- **Exercise description**:
Which lines of the records below contain the word "rough"? Copy each of them out.

- **Data supplied**:

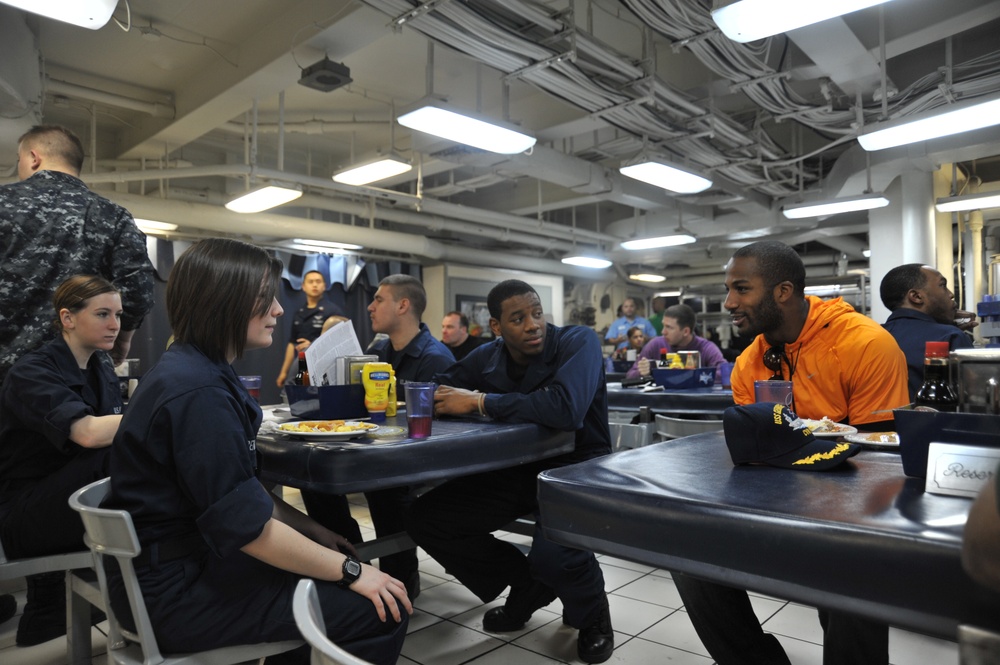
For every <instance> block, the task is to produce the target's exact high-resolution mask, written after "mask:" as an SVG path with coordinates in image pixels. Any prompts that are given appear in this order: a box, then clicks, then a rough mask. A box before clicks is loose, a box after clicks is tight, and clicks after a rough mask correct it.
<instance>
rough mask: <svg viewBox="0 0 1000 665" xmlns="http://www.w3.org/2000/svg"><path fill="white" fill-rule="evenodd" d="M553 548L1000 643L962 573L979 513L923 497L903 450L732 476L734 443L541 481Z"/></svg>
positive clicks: (637, 454) (580, 469) (689, 438)
mask: <svg viewBox="0 0 1000 665" xmlns="http://www.w3.org/2000/svg"><path fill="white" fill-rule="evenodd" d="M538 496H539V505H540V510H541V524H542V525H543V526H542V528H543V530H544V533H545V534H546V536H547V537H548V538H550V539H551V540H553V541H555V542H558V543H562V544H564V545H569V546H572V547H579V548H582V549H587V550H592V551H594V552H598V553H602V554H609V555H612V556H616V557H620V558H623V559H627V560H630V561H635V562H639V563H643V564H647V565H651V566H656V567H659V568H665V569H668V570H672V571H680V572H683V573H687V574H690V575H693V576H697V577H700V578H703V579H707V580H710V581H714V582H718V583H721V584H726V585H730V586H735V587H738V588H745V589H749V590H752V591H756V592H760V593H764V594H769V595H772V596H776V597H780V598H786V599H789V600H792V601H795V602H798V603H802V604H807V605H812V606H814V607H821V608H826V609H832V610H839V611H843V612H849V613H853V614H857V615H862V616H865V617H868V618H870V619H874V620H877V621H881V622H885V623H887V624H889V625H893V626H897V627H900V628H903V629H906V630H911V631H917V632H921V633H925V634H928V635H932V636H935V637H940V638H944V639H949V640H955V639H956V634H957V630H958V626H960V625H966V626H974V627H977V628H979V629H983V630H985V631H992V632H993V633H997V632H1000V593H996V592H994V591H990V590H988V589H986V588H985V587H983V586H981V585H978V584H976V583H975V582H974V581H973V580H972V579H971V578H969V576H968V575H967V574H966V573H965V571H964V570H963V568H962V564H961V549H962V530H963V527H964V524H965V521H966V517H967V515H968V511H969V508H970V505H971V501H970V500H969V499H967V498H964V497H955V496H943V495H937V494H931V493H927V492H925V491H924V483H923V480H921V479H917V478H907V477H906V476H904V474H903V468H902V465H901V463H900V457H899V455H898V453H897V452H896V451H893V450H862V451H861V452H860V453H859V454H857V455H856V456H854V457H852V458H851V459H849V460H847V461H846V462H845V463H844V464H842V465H840V466H838V467H836V468H835V469H831V470H828V471H823V472H808V471H802V470H790V469H780V468H775V467H769V466H762V465H741V466H734V465H733V463H732V461H731V458H730V456H729V451H728V448H727V447H726V442H725V438H724V435H723V433H722V432H717V433H709V434H699V435H695V436H691V437H686V438H682V439H676V440H673V441H666V442H663V443H658V444H654V445H651V446H647V447H644V448H637V449H634V450H627V451H623V452H620V453H615V454H612V455H608V456H606V457H602V458H598V459H594V460H589V461H587V462H583V463H580V464H575V465H572V466H568V467H563V468H559V469H552V470H549V471H545V472H543V473H542V474H540V476H539V481H538Z"/></svg>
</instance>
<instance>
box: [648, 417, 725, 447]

- **Final answer**:
For every <instance> block, the task is to produce the target's exact high-resolution mask, written after "mask:" as an SVG path with coordinates in image pixels. Any prompts that are given appear in this order: a box, then clicks, then a rough mask. A box before clicks is loose, a box after clicks is tight, and clicks after a rough mask correct it.
rough mask: <svg viewBox="0 0 1000 665" xmlns="http://www.w3.org/2000/svg"><path fill="white" fill-rule="evenodd" d="M553 548L1000 643L962 573L979 513L923 497L903 450L732 476L734 443L541 481Z"/></svg>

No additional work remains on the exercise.